TASK BRIEF — Write out all of the records exactly once more and skip the images.

[[ RECORDS FOR THIS EXERCISE, beginning ]]

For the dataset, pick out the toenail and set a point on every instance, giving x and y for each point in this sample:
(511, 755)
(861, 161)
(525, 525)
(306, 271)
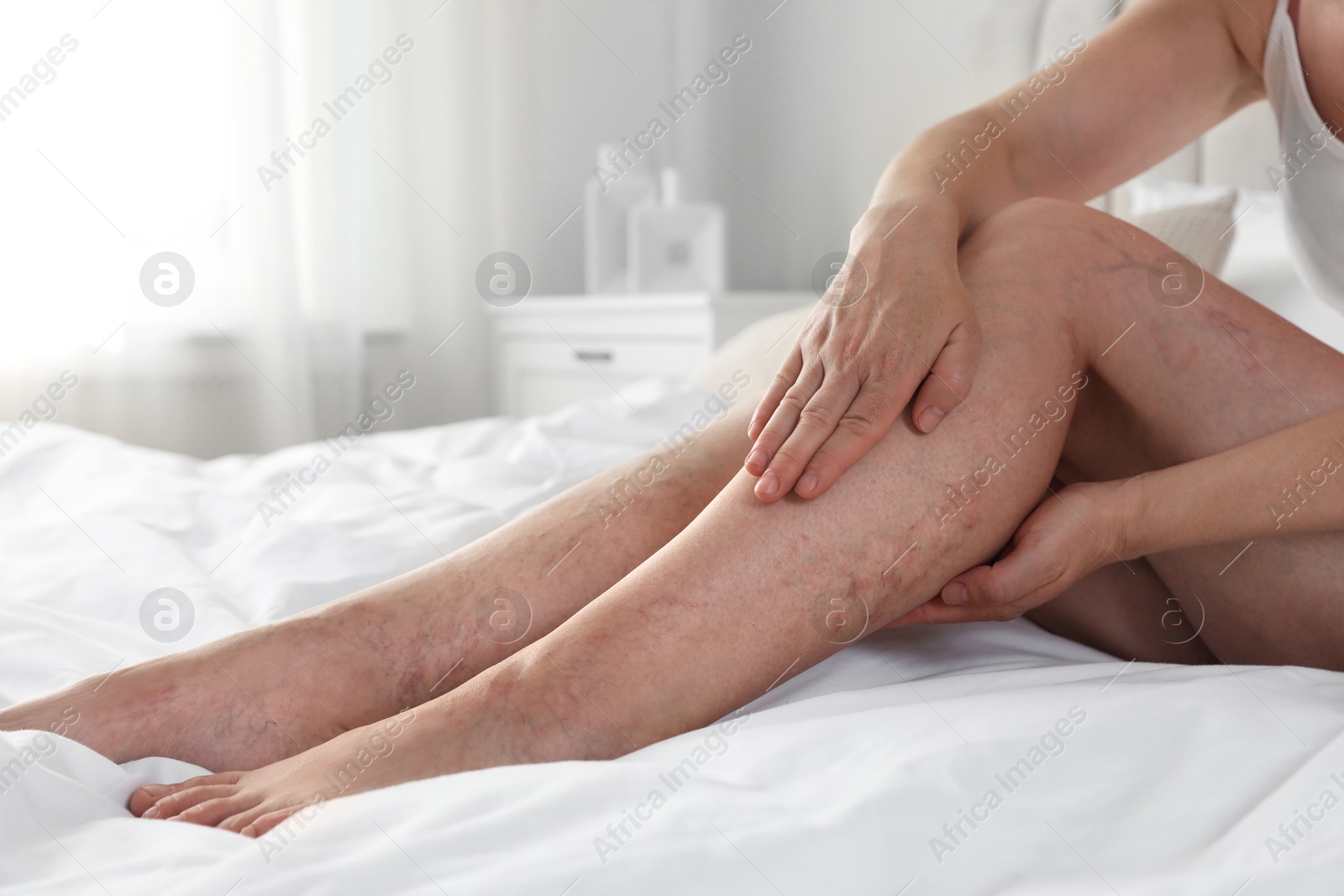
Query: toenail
(931, 418)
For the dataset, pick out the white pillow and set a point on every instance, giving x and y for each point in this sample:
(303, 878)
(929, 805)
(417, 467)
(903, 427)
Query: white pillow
(1195, 219)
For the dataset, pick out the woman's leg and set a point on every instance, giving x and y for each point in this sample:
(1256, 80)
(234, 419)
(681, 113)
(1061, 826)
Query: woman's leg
(262, 694)
(749, 594)
(745, 597)
(1180, 385)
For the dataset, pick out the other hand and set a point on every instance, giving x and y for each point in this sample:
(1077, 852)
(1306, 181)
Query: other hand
(1075, 530)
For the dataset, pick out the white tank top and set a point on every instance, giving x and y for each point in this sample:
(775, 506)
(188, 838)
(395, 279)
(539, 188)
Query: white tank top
(1310, 170)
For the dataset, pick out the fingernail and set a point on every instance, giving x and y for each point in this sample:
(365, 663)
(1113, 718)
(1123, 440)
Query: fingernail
(931, 418)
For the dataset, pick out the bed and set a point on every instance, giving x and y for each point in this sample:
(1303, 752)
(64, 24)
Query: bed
(988, 758)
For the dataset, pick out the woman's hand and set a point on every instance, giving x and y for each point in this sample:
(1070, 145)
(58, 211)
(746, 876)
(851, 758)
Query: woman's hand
(1074, 531)
(898, 316)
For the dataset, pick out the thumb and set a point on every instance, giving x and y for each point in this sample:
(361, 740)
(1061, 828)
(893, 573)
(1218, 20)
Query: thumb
(951, 379)
(1021, 573)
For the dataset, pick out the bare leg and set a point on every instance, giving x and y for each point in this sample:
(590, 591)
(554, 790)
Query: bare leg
(743, 597)
(750, 594)
(262, 694)
(1183, 383)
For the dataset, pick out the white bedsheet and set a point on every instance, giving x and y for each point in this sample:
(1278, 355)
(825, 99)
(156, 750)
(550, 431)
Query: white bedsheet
(837, 782)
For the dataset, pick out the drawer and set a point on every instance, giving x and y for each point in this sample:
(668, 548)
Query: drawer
(538, 376)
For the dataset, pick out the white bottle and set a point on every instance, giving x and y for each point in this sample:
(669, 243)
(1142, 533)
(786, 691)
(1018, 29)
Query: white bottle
(675, 246)
(606, 202)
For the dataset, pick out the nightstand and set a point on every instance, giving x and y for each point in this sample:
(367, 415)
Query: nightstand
(551, 351)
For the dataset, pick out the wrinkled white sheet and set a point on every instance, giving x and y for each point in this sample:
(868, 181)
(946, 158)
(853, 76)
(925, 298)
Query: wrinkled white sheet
(1169, 779)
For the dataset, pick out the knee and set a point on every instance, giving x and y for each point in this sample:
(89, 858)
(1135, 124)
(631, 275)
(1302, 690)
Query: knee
(1042, 238)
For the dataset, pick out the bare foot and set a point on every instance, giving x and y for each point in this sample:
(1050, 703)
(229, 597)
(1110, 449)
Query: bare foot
(239, 703)
(253, 802)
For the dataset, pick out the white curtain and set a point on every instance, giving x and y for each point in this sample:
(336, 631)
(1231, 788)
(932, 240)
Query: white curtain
(360, 258)
(183, 128)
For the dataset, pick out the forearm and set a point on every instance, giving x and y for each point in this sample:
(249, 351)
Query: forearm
(1284, 484)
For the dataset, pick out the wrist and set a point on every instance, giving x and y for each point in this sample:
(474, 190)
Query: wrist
(1132, 517)
(917, 217)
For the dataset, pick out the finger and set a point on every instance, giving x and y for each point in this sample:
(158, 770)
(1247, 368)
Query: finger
(1028, 571)
(816, 423)
(784, 379)
(780, 429)
(869, 418)
(951, 379)
(934, 611)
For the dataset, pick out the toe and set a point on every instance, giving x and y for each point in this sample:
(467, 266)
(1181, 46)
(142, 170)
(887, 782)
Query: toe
(241, 822)
(179, 802)
(212, 812)
(268, 821)
(145, 799)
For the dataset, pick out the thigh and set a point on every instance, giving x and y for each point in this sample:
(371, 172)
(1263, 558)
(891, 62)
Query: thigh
(1175, 385)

[[ RECORDS FOR THIS EXERCISE, end ]]

PROBLEM SOLUTION —
For the dataset, pick out the toenail and set a point on every instance, giving x and y for each point in this sample:
(511, 755)
(861, 161)
(525, 525)
(306, 271)
Query: toenail
(931, 418)
For the dataset, pick out the white pillow and set a point on every instance, giving x and y for each point in this sample:
(303, 878)
(929, 805)
(417, 467)
(903, 427)
Query: white pillow
(1195, 219)
For the dataset, pick out the woman's leg and set a point on every instance, giving x and y for each point in this sample:
(1256, 80)
(234, 419)
(681, 113)
(1061, 826)
Query: woman's leg
(262, 694)
(749, 594)
(745, 597)
(1180, 385)
For the dataset, pick out the other hand and set a point on every instance, giving x and y for each point in this sample:
(1077, 852)
(1306, 181)
Query: other hand
(1075, 530)
For the dataset, pick out the white tank top and set a point on every instance, giving x and y for each point in this sample:
(775, 506)
(188, 838)
(395, 279)
(539, 188)
Query: white tank top
(1310, 170)
For the dataset, pick out the fingernail and set a point on every instance, giving x and y for each point in this sample:
(365, 663)
(1113, 718)
(1123, 440)
Query: fingernail
(931, 418)
For the dataset, pick out the bed and set a point on every instance, giving x and y for each point in this sample:
(1303, 752)
(64, 24)
Query: bed
(988, 758)
For the dataset, pick out the woman's hand and set a point on every instance, giving x and y for each point in this sample:
(1070, 145)
(58, 211)
(746, 876)
(851, 758)
Query: woman's hand
(1074, 531)
(898, 316)
For the dataset, pick out the thumb and set a point on every instance, giving x and y for each point in this sample:
(361, 740)
(1061, 828)
(893, 573)
(1218, 20)
Query: thumb
(951, 379)
(1021, 573)
For the dataset, pick out the bare leg and set a point on every instance, giving x and y for each point in this sample:
(590, 591)
(554, 790)
Query: bare leg
(743, 597)
(750, 594)
(262, 694)
(1183, 383)
For the dataset, pick out the white bedsheet and set a point on every instance, giving x and y for each point in this sample:
(1278, 355)
(825, 99)
(156, 750)
(550, 431)
Query: white bedsheet
(837, 782)
For the dataset, pick out the drawer and set a point on every instance, giving x and y for each point in this sample:
(668, 548)
Query: drawer
(538, 376)
For the dataset, pick out the white bottle and set a point on every instance, giving x and y for each point in this sample:
(669, 243)
(1142, 533)
(786, 691)
(1018, 29)
Query: white bottle
(675, 246)
(606, 202)
For the dataset, pick out the nightstand and set a point on every instance, giving x and y for each point in this sample:
(367, 415)
Query: nightstand
(551, 351)
For the dataset, pick out the wrinkled white sheet and set a point on every instance, giving x and y for each point in this sample:
(868, 181)
(946, 158)
(853, 76)
(925, 298)
Query: wrinkled white sheet
(1169, 779)
For the dataset, pick out the knee and set a point on every instance, giving x and y for each point in this sample:
(89, 858)
(1135, 124)
(631, 275)
(1302, 690)
Query: knee
(1042, 238)
For the dataset, pick out the bare foot and set a point on every instance, giving x and y for each point in this sample:
(1050, 703)
(229, 597)
(1110, 449)
Query: bare foot
(239, 703)
(253, 802)
For the dataset, pick out the white curtain and set a point on every instance, giving x and y for each point in this sample:
(336, 631)
(1231, 788)
(932, 240)
Query: white curtain
(360, 258)
(183, 128)
For the dataset, pick out the forearm and set a point on every instance, giving x and y for each point in this sample:
(249, 351)
Query: forearm
(1284, 484)
For the dataset, pick out the wrist and set a point on every instance, giving x and y for each point in this sample:
(474, 190)
Query: wrist
(1132, 517)
(917, 217)
For the dataset, pick out the finger and set a point on every instance, giving x and y for each point in this sample:
(158, 770)
(1247, 368)
Query: finger
(1028, 571)
(816, 423)
(784, 379)
(780, 429)
(869, 418)
(951, 379)
(934, 611)
For the dataset, pick out the toe and set a point on every instance, giving x and y for each point in this sample:
(467, 266)
(1181, 46)
(142, 170)
(887, 782)
Query: toe
(241, 822)
(179, 802)
(212, 812)
(268, 821)
(145, 799)
For the dataset, pick out the thigh and set a point on every instance, giving x and y for each point in this sample:
(371, 172)
(1263, 558)
(891, 62)
Query: thigh
(1175, 385)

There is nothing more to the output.